*GIVEN PASSAGE*.
-- Begin --

Updated README with a new goal: The goal of rperseus is to furnish classicists, textual critics, and R enthusiasts with texts from the Classical World. While the English translations of most texts are available through gutenbergr, rperseusreturns these works in their original language--Greek and Latin.

in the documentation of the package, maybe start by describing the goal of
the package before writing about what it contains. You could also consider
pointing to the vignette to let users know how to get started.

I now link to the vignette in the README.

I think the dataset (perseus_catalog) is documented twice, once in
R/data.R and once in R/rperseus.R.

Removed from R/rperseus.R Now only documented once.

I also heard back from Tufts regarding the updating of the catalog. The Managing Editor informed me that there is no regular update schedule at this time.

Ildikó Czeller · Answer 18 · Thu Oct 26 2017 19:02:29 GMT+0800 (China Standard Time)

Hi @daranzolin and @noamross ,

@daranzolin responded to my comments, I recommend to approve his package.

I have one minor comment: although the last chunk of the vignette is set to eval = FALSE it would be nice to change map_df to purrr::map_df or load purrr so that it can be run.

Great work!

Noam Ross · Answer 19 · Thu Oct 26 2017 22:39:26 GMT+0800 (China Standard Time)

One quick editor's comment, regarding the lazy-loaded catalog: There's sometimes reason to load stuff with the package for workflow reasons, but it's pretty rare because adding to the namespace is unexpected behavior for loading. I don't think this case merits going beyond the conventional ways of making data available: Via either data("perseus_catalog") or perseus_catalog() (the latter can simply take no arguments and return the data frame, or if you want to get fancy take some kind of filter or search as an argument).

François Michonneau · Answer 20 · Thu Oct 26 2017 22:50:49 GMT+0800 (China Standard Time)

Thanks @daranzolin for addressing my comments. It looks great! 👌

I submitted a minor PR to add links in the documentation across the functions and fix little issues associated with the CRAN checks.

There are 2 little things that remain.

First I noticed is that get_full_text_index is documented but not exported. It might be confusing for users to see this function in the help, but not being able to call it directly. I would advise to either:

comment out the documentation (it is useful to have the function documented in the code but not necessarily to be available publicly)
export the function (if you think users might use it)
add a note in the help that this function is not exported and therefore not intended to be used outside of the package.

Second, you should include mention of the code of conduct in the README. Typically, rOpenSci packages put this information and other details under a "Meta" header (e.g., https://github.com/ropensci/geojsonio#meta)

Once these are taken care of, I'd be happy to recommend the inclusion of this package in rOpenSci 🎉

David Ranzolin · Answer 21 · Fri Oct 27 2017 05:54:04 GMT+0800 (China Standard Time)

Thanks everyone! I'm giddy with excitement.

@czeildi -- added library(purrr) to README chunk.

@fmichonneau -- I merged pull request # 5 "Small fixes", commented out the roxygen for get_full_text_index, and added a Meta section to the README.

@noamross -- Hadley recommends setting LazyData: true in R Packages. Is this an instance where it should be false? Happy to make the change, but can you point me to an example of how to make the catalog available via data or perseus_catalog?

-- End --

*RECORDED DATA*.
-- Begin --

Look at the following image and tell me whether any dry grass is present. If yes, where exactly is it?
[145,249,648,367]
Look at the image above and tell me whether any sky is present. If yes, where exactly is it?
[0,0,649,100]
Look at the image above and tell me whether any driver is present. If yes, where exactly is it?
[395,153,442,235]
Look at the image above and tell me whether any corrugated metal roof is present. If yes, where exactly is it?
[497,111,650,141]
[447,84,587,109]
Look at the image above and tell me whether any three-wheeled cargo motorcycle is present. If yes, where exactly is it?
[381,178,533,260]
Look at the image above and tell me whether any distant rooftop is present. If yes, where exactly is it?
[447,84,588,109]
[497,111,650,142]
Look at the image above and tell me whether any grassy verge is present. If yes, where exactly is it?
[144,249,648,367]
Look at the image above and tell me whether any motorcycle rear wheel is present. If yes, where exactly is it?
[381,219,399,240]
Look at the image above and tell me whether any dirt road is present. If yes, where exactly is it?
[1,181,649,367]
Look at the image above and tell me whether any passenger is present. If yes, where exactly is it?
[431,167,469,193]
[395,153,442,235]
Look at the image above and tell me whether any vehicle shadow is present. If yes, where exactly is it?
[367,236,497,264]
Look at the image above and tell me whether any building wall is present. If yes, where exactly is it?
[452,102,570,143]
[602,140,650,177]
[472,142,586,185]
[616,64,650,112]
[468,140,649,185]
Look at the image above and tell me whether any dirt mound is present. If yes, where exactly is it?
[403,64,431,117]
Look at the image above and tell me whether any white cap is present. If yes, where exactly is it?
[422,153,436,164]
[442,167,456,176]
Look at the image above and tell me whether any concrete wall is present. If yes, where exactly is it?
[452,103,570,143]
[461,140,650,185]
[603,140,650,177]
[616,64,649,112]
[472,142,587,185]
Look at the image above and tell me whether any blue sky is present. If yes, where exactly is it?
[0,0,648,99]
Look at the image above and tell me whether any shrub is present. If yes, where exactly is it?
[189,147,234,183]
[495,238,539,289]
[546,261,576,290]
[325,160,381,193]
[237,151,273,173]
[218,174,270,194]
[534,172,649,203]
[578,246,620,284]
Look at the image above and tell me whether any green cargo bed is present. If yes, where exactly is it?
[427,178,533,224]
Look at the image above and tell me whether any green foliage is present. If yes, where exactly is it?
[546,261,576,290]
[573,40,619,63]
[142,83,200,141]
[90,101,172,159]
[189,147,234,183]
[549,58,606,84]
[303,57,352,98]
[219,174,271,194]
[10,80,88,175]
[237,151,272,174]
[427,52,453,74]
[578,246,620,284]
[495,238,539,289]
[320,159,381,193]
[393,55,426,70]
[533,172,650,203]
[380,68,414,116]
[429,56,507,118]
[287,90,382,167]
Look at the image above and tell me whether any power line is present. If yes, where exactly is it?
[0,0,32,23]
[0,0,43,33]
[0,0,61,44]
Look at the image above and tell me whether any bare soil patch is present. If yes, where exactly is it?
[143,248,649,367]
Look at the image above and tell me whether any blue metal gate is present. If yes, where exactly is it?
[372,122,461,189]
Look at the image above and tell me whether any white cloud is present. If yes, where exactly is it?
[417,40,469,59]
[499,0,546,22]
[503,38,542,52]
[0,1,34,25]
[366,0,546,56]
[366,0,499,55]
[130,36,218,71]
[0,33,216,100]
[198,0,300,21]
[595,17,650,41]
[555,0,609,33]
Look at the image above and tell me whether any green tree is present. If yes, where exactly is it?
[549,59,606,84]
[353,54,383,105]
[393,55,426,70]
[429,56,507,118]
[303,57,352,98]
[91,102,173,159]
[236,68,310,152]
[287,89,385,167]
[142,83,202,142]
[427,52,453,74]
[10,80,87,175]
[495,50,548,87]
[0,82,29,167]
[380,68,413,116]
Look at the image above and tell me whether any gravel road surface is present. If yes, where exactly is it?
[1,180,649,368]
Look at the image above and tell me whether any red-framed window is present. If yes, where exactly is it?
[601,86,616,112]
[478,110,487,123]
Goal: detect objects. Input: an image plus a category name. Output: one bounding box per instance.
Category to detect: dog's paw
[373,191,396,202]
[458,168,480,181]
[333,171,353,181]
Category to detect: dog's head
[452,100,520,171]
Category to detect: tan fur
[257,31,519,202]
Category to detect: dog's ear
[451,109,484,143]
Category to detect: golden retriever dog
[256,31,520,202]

-- End --

*PROBLEMS*.
1. In the rperseus review thread, quote the passage starting at "There are 2" and ending at "of the package.".
2. Name everyone in the rperseus review thread whose post carries an answer number, and give each person's number.
3. Using the rperseus review thread, answer yes or no to each statement and quote the words that settle it: (a) Tufts has a regular schedule for updating the catalog. (b) Ildikó Czeller recommends approving the package. (c) The function get_full_text_index is exported.

*LIST OF SOLUTIONS*.
1.
There are 2 little things that remain.

First I noticed is that get_full_text_index is documented but not exported. It might be confusing for users to see this function in the help, but not being able to call it directly. I would advise to either:

comment out the documentation (it is useful to have the function documented in the code but not necessarily to be available publicly)
export the function (if you think users might use it)
add a note in the help that this function is not exported and therefore not intended to be used outside of the package.

2.
- Ildikó Czeller: Answer 18
- Noam Ross: Answer 19
- François Michonneau: Answer 20
- David Ranzolin: Answer 21

3.
(a) No: "there is no regular update schedule at this time."
(b) Yes: "I recommend to approve his package."
(c) No: "get_full_text_index is documented but not exported."